-- begin RECORDS FOR THE TASK --
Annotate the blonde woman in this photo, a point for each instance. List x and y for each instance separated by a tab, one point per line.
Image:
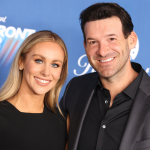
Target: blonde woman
29	118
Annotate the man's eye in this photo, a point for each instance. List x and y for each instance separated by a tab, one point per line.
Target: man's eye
38	61
112	39
55	65
92	42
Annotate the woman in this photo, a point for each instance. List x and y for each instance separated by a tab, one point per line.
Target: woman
29	118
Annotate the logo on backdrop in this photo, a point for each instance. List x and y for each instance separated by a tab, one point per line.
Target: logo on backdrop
3	19
10	40
87	67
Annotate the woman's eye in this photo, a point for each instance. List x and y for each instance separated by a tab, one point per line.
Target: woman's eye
55	65
92	42
38	61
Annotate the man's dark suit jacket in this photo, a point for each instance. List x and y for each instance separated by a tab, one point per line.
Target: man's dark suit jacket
76	100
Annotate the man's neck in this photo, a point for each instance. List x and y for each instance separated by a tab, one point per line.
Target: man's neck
118	83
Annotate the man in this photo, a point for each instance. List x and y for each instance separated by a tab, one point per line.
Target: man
109	109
-- end RECORDS FOR THE TASK --
:: TASK STATEMENT ::
Quote all of the entries above word for word, leaving out the picture.

:: FINAL RESULT ::
Annotate the blonde woman in this photo, a point for each instance. List x and y for each instance separated by a tab, one point per line.
Image:
Target: blonde woman
29	118
Annotate the man's eye in this photo, a point for each instance. List x and y for each instance separated by a tab, one point per line.
Target: man's eye
38	61
112	39
55	65
92	42
Annotate the woman in this photo, a point for each instance. List x and y for each instance separated by a tab, one point per line.
Target: woman
29	118
Annotate the logo on backdrop in this photo, a point for each instance. List x and y for each instance separated by a tab, one point per line.
Target: logo on backdrop
3	19
10	40
87	67
Annotate the woman's eye in this photo, a point for each instance. List x and y for each instance separated by a tab, one point per line.
Target: woman's eye
55	65
92	42
38	61
Annotate the man's dark suit jacket in this photo, a point for each instance. List x and y for each instance separated by a tab, one point per line.
Target: man's dark suit jacket
76	100
Annotate the man's neck in this photo, a point for each instance. List x and y for each instance separated by a tab, one point per line.
Target: man's neck
118	83
Annotate the man in this photo, a point for each instance. List x and y for each instance separated by a tab, one point per line.
Target: man
109	109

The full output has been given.